## RECORD SET
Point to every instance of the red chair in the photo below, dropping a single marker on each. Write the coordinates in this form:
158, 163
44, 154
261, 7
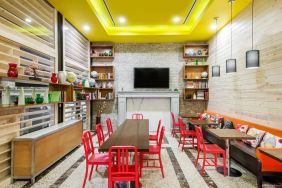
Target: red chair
153, 150
175, 125
91, 157
100, 134
122, 168
137, 116
185, 134
109, 126
154, 137
213, 149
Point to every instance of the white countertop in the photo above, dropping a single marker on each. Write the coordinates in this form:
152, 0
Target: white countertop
46, 131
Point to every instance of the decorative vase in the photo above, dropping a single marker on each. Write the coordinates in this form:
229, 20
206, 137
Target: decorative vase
12, 71
62, 77
46, 96
6, 96
204, 74
21, 97
39, 99
54, 78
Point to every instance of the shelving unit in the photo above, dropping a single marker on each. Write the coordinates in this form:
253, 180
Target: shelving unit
105, 76
195, 84
102, 52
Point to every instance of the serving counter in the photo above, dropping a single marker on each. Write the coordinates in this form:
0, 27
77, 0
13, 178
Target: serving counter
34, 152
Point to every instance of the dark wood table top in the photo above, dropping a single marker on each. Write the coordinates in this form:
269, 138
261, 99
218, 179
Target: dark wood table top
201, 122
129, 133
273, 153
230, 134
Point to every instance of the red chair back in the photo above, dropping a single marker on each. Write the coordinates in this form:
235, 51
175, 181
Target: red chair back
181, 123
109, 126
158, 129
122, 163
87, 145
100, 134
137, 116
200, 138
160, 140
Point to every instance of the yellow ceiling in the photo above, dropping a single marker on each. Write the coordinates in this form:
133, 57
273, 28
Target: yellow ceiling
147, 20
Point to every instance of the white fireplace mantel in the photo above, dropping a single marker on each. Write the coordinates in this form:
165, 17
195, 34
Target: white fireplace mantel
124, 95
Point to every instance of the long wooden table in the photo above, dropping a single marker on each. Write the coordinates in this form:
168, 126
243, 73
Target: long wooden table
227, 135
129, 133
273, 153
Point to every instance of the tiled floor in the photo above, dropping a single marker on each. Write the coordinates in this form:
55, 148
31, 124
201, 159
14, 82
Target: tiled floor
179, 169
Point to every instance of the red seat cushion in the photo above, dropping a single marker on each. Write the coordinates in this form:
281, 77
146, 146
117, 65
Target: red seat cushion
153, 137
100, 158
188, 133
213, 148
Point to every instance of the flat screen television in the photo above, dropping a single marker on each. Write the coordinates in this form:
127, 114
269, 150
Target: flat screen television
151, 77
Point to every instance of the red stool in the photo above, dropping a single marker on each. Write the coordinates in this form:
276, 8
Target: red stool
91, 157
175, 125
153, 150
109, 126
154, 137
100, 134
184, 133
137, 116
122, 168
213, 149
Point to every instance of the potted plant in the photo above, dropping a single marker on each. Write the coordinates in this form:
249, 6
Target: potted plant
101, 107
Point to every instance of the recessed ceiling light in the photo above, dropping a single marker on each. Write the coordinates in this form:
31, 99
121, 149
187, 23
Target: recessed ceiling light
65, 28
213, 26
28, 20
121, 20
176, 19
86, 27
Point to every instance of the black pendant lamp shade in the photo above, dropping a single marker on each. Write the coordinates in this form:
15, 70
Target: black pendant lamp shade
252, 56
216, 68
252, 59
216, 71
231, 63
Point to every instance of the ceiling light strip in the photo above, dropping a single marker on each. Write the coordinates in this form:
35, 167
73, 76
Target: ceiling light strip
109, 12
190, 11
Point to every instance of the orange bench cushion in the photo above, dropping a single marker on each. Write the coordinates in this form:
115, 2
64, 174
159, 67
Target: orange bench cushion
268, 164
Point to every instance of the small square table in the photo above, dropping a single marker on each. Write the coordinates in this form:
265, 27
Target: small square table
227, 135
201, 122
275, 154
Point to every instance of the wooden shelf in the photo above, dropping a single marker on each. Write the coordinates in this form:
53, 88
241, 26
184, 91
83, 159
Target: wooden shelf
196, 100
196, 88
196, 79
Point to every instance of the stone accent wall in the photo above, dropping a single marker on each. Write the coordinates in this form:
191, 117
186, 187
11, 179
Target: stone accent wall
251, 94
130, 55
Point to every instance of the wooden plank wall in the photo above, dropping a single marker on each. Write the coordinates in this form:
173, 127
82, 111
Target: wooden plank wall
250, 94
25, 44
77, 60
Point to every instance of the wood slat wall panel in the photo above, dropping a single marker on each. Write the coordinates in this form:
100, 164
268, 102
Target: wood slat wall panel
250, 94
15, 53
76, 52
42, 28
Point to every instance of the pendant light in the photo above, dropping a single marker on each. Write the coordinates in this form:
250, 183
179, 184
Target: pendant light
231, 63
252, 56
215, 68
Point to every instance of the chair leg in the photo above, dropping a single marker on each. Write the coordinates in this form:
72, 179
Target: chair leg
161, 165
141, 164
85, 176
198, 155
91, 171
204, 163
215, 160
224, 164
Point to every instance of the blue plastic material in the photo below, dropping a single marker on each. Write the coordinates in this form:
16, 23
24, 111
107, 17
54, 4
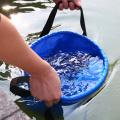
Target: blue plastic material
95, 72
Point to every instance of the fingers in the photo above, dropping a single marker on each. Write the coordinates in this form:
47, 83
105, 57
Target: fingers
65, 4
50, 104
72, 5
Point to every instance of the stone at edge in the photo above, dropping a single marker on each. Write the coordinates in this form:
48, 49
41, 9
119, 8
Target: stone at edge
9, 110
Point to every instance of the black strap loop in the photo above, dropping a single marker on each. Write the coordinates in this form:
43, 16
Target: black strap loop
15, 89
51, 18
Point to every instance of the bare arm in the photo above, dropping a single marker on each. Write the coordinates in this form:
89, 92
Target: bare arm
44, 82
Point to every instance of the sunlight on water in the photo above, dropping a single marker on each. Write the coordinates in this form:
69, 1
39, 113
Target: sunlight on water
78, 72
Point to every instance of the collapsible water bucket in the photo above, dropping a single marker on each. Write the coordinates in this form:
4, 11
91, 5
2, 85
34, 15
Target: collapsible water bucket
81, 64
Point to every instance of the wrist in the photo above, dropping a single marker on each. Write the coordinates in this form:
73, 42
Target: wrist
41, 70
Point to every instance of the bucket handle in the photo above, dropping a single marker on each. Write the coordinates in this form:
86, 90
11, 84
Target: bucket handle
51, 17
14, 84
15, 89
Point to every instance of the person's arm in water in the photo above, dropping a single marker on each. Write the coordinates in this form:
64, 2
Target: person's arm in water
44, 82
74, 4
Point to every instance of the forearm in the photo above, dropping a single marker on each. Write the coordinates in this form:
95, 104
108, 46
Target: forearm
14, 50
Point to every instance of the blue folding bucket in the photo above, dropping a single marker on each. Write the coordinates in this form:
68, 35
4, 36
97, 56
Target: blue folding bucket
81, 64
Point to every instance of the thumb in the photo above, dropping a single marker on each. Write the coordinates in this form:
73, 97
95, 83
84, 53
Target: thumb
77, 2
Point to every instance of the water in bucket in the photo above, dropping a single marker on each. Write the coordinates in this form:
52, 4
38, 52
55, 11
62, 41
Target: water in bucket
78, 71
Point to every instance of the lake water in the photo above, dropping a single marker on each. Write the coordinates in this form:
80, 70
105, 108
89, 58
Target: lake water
102, 24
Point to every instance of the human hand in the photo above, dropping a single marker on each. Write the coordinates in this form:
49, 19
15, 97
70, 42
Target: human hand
74, 4
46, 86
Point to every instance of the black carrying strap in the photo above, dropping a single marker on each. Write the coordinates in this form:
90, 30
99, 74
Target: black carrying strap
15, 89
51, 18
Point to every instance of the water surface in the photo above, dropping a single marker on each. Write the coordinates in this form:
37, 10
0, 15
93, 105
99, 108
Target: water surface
102, 23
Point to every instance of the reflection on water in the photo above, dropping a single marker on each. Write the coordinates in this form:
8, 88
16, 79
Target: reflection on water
102, 22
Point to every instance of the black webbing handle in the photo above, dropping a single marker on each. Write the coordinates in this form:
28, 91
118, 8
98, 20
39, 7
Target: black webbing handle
51, 18
15, 89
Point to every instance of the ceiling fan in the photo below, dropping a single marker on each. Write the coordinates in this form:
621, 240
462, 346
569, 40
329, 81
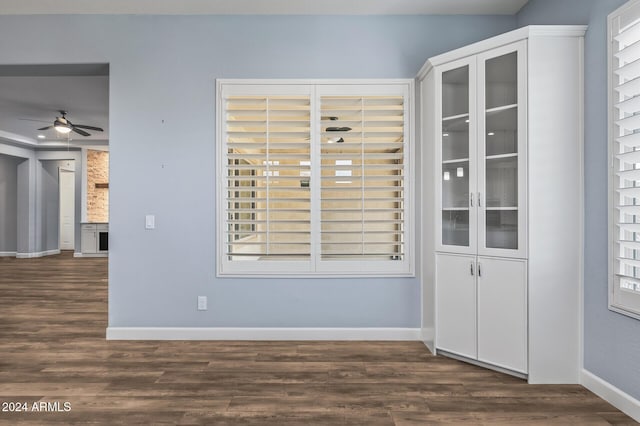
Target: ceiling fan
63, 125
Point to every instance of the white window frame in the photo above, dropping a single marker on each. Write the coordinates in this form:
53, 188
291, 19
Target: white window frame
315, 267
621, 301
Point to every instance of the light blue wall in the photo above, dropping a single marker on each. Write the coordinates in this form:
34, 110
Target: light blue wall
162, 130
9, 203
611, 340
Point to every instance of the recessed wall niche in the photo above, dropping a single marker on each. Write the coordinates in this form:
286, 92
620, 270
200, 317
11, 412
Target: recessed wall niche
97, 186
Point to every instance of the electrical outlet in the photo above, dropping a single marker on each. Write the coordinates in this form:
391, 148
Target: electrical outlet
202, 303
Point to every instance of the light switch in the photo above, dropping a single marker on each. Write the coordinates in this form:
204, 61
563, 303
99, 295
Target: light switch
149, 221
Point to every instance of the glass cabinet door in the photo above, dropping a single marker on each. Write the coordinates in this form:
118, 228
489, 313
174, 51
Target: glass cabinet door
501, 152
456, 153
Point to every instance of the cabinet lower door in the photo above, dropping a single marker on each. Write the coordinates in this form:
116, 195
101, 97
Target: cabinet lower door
502, 313
456, 304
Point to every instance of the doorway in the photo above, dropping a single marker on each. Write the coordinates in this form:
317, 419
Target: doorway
67, 209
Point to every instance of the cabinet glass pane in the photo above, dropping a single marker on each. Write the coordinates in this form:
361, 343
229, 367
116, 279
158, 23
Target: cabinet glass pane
455, 139
455, 92
455, 227
502, 182
455, 157
502, 132
502, 229
501, 152
455, 185
501, 81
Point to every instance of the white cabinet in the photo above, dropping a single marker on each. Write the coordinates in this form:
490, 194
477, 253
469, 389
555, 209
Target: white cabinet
456, 316
502, 312
481, 153
501, 125
89, 239
95, 238
482, 309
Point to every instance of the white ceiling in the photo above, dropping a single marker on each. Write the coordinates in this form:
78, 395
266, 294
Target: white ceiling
264, 7
31, 97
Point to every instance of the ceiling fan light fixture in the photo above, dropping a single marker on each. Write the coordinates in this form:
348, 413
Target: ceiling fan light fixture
61, 127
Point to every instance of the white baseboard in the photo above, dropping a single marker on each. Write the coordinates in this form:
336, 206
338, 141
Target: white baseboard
37, 254
80, 254
614, 396
242, 333
428, 337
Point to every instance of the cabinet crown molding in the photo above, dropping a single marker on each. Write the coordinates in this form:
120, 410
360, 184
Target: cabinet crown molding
503, 39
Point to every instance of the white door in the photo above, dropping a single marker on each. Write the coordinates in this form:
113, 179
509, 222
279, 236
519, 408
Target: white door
456, 212
502, 151
67, 209
456, 304
502, 313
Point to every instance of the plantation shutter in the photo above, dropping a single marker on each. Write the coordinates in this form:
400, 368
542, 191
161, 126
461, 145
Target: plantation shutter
625, 65
268, 204
362, 177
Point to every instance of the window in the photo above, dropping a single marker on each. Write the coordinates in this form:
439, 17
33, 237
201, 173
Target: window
624, 148
315, 178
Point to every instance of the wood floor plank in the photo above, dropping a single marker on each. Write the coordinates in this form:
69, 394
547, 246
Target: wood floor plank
53, 316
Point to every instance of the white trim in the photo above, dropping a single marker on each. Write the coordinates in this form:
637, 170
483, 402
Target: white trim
260, 7
314, 266
631, 310
37, 254
581, 189
246, 333
616, 397
503, 39
80, 254
313, 81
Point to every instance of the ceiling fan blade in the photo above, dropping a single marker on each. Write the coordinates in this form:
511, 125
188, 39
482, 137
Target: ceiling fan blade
82, 126
80, 131
33, 119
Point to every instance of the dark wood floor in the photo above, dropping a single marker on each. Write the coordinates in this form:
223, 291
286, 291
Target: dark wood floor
53, 315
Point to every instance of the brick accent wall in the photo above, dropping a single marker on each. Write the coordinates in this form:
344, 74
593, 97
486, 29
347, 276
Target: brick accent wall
97, 198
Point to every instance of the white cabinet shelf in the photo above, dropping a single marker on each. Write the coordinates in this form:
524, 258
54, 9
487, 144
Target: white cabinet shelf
502, 126
94, 239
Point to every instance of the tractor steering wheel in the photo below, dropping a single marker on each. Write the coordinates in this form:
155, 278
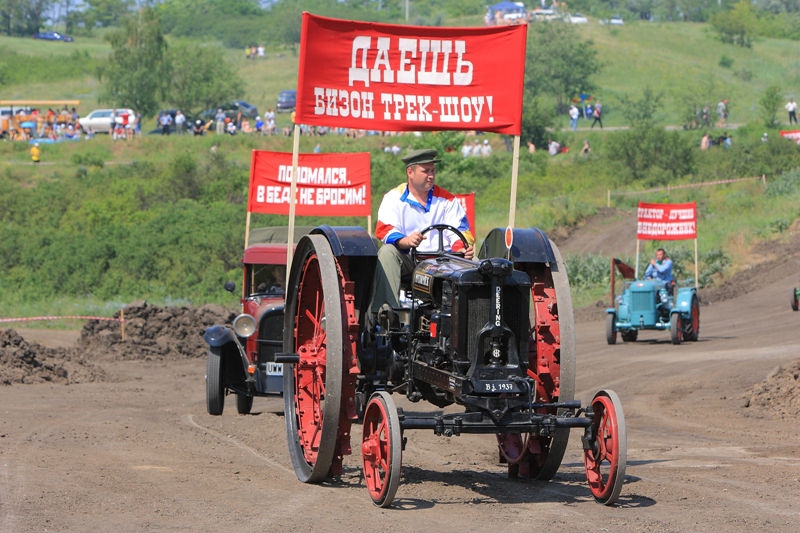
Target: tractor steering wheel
441, 228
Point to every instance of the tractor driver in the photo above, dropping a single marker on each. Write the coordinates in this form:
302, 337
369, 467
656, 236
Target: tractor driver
660, 268
405, 211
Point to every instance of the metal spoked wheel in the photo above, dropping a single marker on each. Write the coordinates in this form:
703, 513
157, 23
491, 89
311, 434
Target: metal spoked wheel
317, 387
691, 328
676, 328
611, 330
606, 458
381, 448
553, 332
215, 390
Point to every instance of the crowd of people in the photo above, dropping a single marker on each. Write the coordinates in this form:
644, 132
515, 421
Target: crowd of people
29, 124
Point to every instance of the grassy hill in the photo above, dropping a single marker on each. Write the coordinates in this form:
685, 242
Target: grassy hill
91, 201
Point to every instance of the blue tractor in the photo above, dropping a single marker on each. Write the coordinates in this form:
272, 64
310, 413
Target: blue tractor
651, 304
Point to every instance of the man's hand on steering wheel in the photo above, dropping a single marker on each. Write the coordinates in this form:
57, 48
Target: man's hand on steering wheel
466, 249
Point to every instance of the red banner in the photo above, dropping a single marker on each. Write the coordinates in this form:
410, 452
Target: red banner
334, 184
791, 134
666, 222
467, 201
389, 77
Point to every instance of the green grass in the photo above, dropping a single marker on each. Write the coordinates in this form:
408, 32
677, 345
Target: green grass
551, 193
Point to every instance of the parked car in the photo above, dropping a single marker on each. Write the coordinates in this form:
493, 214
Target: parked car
231, 110
53, 36
187, 125
577, 18
241, 354
615, 20
99, 120
287, 101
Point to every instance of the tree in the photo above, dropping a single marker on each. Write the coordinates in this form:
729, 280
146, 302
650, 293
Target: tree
770, 103
738, 26
134, 74
559, 63
200, 77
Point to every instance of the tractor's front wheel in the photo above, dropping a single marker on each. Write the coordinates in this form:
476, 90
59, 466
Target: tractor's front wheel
215, 388
611, 329
606, 458
381, 448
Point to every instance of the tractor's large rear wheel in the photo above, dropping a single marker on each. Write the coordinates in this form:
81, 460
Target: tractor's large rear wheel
381, 448
676, 328
319, 386
551, 362
606, 458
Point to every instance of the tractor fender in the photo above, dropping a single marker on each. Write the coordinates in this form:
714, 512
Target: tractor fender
350, 241
530, 245
683, 301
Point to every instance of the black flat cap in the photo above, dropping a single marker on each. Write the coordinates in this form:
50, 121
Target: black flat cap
418, 157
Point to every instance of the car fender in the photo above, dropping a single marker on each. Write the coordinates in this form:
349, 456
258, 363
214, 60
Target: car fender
218, 336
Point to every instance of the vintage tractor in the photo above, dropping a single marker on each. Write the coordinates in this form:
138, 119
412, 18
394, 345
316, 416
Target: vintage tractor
241, 355
651, 304
494, 335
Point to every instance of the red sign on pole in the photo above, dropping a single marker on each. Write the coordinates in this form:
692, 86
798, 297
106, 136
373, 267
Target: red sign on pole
666, 222
467, 201
334, 184
389, 77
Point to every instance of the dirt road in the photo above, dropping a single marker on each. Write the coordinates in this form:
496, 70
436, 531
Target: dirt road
711, 446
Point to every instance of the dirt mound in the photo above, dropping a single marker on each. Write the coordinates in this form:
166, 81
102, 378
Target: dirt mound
153, 332
24, 362
779, 393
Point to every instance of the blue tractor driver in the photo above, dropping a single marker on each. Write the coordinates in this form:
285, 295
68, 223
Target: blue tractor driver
660, 268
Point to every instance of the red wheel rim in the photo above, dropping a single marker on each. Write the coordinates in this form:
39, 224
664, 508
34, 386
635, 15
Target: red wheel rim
380, 449
605, 460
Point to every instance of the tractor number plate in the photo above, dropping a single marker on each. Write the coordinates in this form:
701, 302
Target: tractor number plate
497, 386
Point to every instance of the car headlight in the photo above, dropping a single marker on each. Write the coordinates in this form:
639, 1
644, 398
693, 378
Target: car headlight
244, 325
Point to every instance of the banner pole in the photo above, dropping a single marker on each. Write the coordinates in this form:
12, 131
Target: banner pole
292, 198
514, 172
247, 230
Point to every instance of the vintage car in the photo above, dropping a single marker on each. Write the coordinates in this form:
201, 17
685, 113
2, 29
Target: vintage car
241, 355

## WHAT YOU SHOULD DO
Write out exactly the lines that run from the one containing "Target: red wheel rim" to the end of the records, both end lines included.

## EXPECTED ANSWER
Target: red wheel rim
380, 449
605, 460
Point to every instance of the tractor number plate in the photo above, dropping a single marker on each. Write the coordinates in this form:
701, 302
Target: tractor number plate
497, 386
Point to every instance of the car headlight in the photo above, dropping a single marker on each. Write the coordinates in this form:
639, 1
644, 398
693, 378
Target: car headlight
244, 325
Point to every instance of the banner pole in the photo above, dropping a single marker on each. Write the coordinates in this form:
12, 131
Target: banner pole
292, 198
514, 172
247, 230
Point to every instance of the vintage car in the photo above, dropping a single marker on each. Write the coordinates in this form:
201, 17
685, 113
2, 29
Target: vintage car
241, 355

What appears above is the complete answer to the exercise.